Transcribe verbatim every line from the line containing "Note: mark the microphone" to the end of the entries, including both endpoints. Output nothing beyond those lines.
====
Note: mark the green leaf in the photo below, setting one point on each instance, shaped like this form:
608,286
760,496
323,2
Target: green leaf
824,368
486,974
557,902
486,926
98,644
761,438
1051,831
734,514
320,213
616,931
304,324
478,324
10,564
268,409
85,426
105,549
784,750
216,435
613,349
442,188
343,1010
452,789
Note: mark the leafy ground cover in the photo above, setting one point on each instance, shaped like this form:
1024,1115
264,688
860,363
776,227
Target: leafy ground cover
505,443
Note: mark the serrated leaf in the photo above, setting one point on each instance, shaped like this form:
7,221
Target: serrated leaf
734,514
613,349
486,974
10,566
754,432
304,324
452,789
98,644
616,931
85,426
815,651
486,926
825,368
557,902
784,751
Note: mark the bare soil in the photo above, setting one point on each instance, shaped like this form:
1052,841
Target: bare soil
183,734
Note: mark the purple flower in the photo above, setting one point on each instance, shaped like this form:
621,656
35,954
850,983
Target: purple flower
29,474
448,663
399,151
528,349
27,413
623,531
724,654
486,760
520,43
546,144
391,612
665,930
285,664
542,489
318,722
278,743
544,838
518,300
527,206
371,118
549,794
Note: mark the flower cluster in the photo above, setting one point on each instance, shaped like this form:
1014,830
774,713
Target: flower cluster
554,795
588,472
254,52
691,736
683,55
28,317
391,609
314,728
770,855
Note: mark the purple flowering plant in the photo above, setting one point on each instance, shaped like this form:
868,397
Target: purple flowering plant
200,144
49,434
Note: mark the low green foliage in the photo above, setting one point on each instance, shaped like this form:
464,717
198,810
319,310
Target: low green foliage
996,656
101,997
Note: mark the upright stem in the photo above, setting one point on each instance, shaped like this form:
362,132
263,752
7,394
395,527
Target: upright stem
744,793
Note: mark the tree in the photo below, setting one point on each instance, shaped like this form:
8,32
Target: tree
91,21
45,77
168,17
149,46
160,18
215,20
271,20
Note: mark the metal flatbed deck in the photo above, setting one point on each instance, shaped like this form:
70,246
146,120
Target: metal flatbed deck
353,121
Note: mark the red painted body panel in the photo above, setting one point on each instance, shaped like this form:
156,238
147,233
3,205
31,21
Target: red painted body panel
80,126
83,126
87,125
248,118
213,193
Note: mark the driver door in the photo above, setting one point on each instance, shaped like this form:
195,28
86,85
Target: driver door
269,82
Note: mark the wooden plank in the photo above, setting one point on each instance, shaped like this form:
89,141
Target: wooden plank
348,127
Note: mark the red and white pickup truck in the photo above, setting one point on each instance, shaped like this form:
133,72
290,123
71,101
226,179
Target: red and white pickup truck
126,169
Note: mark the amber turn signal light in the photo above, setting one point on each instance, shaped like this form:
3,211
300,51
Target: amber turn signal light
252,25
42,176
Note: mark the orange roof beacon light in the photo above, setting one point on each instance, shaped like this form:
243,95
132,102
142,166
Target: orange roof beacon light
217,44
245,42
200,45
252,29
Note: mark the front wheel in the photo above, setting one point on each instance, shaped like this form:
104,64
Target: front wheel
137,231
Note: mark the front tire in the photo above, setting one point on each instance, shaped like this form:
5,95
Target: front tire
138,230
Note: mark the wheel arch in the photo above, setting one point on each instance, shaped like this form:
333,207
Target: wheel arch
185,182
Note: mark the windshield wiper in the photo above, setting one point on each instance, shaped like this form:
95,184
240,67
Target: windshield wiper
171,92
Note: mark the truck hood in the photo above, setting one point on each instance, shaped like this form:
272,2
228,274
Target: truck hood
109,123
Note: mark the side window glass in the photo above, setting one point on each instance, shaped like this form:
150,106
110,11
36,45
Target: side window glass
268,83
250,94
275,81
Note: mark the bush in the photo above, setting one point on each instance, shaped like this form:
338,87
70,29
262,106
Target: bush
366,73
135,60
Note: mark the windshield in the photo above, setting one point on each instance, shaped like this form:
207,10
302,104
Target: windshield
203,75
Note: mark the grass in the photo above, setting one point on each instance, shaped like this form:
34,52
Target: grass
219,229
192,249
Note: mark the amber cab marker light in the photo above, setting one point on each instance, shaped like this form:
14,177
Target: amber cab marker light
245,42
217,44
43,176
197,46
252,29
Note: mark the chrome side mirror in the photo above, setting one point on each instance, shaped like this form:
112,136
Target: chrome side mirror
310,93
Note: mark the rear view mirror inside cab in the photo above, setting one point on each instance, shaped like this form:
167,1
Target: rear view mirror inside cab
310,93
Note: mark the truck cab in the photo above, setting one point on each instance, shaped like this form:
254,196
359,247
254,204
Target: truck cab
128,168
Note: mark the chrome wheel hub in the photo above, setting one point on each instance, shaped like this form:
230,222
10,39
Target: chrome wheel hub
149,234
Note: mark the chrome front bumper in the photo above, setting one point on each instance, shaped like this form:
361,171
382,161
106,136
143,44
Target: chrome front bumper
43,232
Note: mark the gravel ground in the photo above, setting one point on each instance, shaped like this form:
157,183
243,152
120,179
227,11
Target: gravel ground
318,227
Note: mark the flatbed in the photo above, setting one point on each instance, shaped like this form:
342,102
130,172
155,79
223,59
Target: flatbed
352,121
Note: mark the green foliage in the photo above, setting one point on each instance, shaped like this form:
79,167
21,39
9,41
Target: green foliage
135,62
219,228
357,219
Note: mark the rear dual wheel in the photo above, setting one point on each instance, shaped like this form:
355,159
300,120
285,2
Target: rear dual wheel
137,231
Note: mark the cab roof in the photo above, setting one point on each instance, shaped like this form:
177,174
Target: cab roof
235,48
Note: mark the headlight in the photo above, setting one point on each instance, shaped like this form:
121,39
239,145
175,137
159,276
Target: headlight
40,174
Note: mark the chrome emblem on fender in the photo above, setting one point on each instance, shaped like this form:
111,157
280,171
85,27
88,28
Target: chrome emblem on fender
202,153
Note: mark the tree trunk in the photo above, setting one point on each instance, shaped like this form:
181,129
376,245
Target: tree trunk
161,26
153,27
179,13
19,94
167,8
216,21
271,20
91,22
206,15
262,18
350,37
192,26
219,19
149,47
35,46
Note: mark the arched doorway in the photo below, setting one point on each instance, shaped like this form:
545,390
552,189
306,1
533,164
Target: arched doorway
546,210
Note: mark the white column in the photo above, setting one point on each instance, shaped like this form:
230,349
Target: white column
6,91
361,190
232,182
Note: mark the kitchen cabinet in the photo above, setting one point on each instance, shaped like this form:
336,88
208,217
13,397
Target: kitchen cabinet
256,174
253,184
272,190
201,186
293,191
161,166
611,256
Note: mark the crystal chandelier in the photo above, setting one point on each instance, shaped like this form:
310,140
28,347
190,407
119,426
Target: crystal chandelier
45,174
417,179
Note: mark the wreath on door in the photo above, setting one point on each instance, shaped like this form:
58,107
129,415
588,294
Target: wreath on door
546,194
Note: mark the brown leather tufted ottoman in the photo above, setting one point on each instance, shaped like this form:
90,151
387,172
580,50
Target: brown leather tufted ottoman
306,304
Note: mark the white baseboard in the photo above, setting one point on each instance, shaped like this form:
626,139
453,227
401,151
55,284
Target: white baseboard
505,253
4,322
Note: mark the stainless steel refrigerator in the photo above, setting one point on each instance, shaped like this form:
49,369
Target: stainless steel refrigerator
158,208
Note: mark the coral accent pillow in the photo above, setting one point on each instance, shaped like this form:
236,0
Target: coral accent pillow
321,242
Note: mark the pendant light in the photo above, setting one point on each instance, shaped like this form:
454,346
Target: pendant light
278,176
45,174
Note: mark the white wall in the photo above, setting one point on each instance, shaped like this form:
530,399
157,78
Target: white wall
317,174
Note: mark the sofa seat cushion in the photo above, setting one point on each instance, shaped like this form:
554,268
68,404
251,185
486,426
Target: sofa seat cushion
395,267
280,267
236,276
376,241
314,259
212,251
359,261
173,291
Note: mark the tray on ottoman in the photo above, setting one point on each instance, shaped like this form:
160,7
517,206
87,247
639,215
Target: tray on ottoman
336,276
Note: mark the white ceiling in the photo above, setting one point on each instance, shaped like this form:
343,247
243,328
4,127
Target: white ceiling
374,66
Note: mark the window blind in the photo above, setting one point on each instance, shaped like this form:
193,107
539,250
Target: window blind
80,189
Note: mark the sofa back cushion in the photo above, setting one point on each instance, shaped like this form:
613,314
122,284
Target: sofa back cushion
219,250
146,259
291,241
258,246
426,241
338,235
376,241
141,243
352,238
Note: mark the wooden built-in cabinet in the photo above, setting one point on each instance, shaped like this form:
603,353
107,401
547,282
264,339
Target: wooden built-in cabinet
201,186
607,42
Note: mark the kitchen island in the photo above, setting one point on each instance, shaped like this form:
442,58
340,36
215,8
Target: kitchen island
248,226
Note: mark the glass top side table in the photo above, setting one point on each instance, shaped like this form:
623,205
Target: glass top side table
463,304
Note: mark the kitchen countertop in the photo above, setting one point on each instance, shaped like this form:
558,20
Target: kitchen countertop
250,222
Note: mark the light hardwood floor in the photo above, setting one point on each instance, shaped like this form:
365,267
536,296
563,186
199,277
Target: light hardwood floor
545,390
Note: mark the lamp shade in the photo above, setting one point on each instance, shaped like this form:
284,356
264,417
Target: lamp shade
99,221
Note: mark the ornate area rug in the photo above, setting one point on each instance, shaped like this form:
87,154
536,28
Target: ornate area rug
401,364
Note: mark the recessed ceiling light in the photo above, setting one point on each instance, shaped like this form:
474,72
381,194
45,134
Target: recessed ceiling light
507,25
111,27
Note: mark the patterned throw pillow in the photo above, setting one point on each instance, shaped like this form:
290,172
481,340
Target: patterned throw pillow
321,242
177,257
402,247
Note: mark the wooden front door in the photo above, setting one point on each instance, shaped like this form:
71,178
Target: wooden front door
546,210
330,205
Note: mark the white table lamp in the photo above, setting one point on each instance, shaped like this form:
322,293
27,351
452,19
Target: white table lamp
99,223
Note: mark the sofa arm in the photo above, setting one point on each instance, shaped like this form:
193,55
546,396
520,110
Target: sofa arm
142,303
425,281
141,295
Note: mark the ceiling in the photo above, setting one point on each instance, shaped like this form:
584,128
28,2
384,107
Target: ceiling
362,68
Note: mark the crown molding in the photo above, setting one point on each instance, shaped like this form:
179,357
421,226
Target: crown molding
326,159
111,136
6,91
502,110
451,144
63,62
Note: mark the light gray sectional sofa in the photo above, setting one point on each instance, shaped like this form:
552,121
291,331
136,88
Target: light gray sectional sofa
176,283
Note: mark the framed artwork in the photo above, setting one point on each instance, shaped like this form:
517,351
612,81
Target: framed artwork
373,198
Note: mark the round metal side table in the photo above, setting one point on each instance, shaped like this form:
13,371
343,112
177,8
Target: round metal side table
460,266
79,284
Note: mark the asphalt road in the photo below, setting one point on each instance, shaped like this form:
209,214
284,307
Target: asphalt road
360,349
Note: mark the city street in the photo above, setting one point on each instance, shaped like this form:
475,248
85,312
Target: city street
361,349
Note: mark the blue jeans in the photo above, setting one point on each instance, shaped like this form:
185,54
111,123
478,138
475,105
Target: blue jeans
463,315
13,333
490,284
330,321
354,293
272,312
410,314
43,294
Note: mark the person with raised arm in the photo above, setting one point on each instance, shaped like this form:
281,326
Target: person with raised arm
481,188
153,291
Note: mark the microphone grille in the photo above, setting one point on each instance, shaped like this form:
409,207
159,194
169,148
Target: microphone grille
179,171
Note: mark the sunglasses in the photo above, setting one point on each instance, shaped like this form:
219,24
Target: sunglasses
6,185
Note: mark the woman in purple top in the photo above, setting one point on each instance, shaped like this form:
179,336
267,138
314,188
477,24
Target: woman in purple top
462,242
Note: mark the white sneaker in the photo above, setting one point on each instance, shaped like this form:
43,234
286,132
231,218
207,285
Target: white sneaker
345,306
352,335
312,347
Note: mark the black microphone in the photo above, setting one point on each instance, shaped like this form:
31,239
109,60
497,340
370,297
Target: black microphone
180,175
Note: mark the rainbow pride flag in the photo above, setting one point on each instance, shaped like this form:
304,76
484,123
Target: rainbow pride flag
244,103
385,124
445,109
====
The completed task:
Note: mark the microphone grille in the photo above, setting one point on each instance, shaped like this form:
409,207
159,194
169,148
Target: microphone grille
179,171
Note: mark the sunglasses in the photo above, setting one point on each instance, shaped like this form:
219,24
Target: sunglasses
6,185
Note: mark the woman in purple top in the photo above, setting one point on each instance, shaped like this form:
179,336
267,138
314,188
477,24
Target: woman in purple top
462,242
Note: mark the white sneaker in the photo above, setting one point on each instance, shaped like this form:
43,234
286,132
231,218
207,285
Target: white sneaker
345,306
352,335
312,347
Note: mark the black microphone in the photo above, setting one point on each instance, shaped like this form:
31,239
109,60
497,340
370,297
Target: black microphone
180,175
Note: mark the rainbow pride flag in the photo above, setting one point on each instance, shaped like this form:
304,76
484,123
Target: rainbow pride flag
244,103
385,124
445,109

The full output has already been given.